ABOUT THIS TASK: Each record is to be printed again precisely as it reads.

RECORDS SHOWN:
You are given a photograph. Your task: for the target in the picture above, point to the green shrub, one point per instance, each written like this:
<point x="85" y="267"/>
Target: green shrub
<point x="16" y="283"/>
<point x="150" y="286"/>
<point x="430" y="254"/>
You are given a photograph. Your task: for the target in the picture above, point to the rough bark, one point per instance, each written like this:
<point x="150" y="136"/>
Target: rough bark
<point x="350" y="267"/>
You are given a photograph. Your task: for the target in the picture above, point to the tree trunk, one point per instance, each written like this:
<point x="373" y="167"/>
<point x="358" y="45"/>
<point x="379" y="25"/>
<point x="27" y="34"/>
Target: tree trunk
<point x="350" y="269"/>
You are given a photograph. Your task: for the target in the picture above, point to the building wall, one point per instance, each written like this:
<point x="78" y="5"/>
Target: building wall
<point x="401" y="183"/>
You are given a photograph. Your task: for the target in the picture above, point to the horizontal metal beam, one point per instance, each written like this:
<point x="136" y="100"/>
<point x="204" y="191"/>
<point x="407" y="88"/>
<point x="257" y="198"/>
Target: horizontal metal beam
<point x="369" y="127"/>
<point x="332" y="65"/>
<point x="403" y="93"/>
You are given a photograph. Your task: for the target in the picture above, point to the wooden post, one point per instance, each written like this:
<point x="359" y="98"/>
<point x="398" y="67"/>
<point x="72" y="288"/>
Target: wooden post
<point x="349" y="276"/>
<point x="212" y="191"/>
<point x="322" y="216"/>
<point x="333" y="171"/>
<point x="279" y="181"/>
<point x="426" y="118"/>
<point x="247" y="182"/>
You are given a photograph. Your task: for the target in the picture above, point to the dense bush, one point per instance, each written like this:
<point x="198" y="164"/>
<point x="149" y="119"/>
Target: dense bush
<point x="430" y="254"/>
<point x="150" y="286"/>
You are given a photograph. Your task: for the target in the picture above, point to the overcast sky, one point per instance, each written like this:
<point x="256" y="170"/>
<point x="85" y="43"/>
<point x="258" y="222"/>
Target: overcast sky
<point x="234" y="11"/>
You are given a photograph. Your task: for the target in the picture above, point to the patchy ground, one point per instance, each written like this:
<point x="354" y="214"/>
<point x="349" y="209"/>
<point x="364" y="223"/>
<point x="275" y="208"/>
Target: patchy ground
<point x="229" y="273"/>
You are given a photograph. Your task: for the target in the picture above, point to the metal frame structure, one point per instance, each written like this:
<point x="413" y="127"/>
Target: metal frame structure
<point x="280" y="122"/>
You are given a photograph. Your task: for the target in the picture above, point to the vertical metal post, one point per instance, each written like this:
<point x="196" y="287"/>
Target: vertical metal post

FINISHED TASK:
You are given a photograph. Your task: for the target in the picture above, point to the green shrub, one point per instance, each written like this:
<point x="85" y="267"/>
Target: green shrub
<point x="16" y="283"/>
<point x="150" y="286"/>
<point x="430" y="254"/>
You are given a photograph. Your task: for the target in the picture above, point to the rough bark, one point per instance, each written like this:
<point x="150" y="136"/>
Target: rough bark
<point x="350" y="267"/>
You are given a photograph. Your task: for the target in the picture above, point to the tree trunk, one point per instance, each written like this:
<point x="373" y="167"/>
<point x="358" y="45"/>
<point x="379" y="25"/>
<point x="27" y="34"/>
Target: tree trunk
<point x="350" y="269"/>
You are given a photograph. Your task: for the target in the picture above, point to the building wall, one point per instance, each written like this:
<point x="78" y="5"/>
Target: building wall
<point x="401" y="183"/>
You are given a photograph. Your task: for the target in the picture above, point to the horizontal metal beam, one point per instance, each written like this:
<point x="136" y="100"/>
<point x="204" y="191"/>
<point x="407" y="88"/>
<point x="257" y="198"/>
Target: horizontal metal beam
<point x="369" y="127"/>
<point x="332" y="65"/>
<point x="403" y="93"/>
You are given a photograph. Your task: for the target in the picture above, point to the wooden post, one point per instance, each written like this:
<point x="359" y="98"/>
<point x="398" y="67"/>
<point x="72" y="288"/>
Target: wooden post
<point x="349" y="276"/>
<point x="212" y="191"/>
<point x="322" y="216"/>
<point x="333" y="171"/>
<point x="279" y="181"/>
<point x="426" y="118"/>
<point x="247" y="182"/>
You are given a photograph. Your task: for the target in the picture above, point to the dense bush, one point per instance, each written like this:
<point x="198" y="164"/>
<point x="149" y="119"/>
Target: dense bush
<point x="430" y="254"/>
<point x="150" y="286"/>
You are given a photograph. Your task: for the target in the picture above, point to the overcast sky, one point per instance, each written like this:
<point x="256" y="170"/>
<point x="85" y="43"/>
<point x="258" y="222"/>
Target: overcast sky
<point x="234" y="11"/>
You are given a photograph. Your task: for the target in the picture above, point to the patchy ground, one point per instance, each written like this:
<point x="354" y="214"/>
<point x="349" y="209"/>
<point x="364" y="223"/>
<point x="275" y="208"/>
Target: patchy ground
<point x="229" y="273"/>
You are given a photograph. Your task: for the target in the picture above, point to the metal frame structure, one point per instance, each written like this:
<point x="413" y="127"/>
Target: metal frame structure
<point x="280" y="122"/>
You are given a photograph. Your task: for the target in the picture above, point to the vertical metal post, one point per instance, each written like this:
<point x="196" y="287"/>
Target: vertical metal post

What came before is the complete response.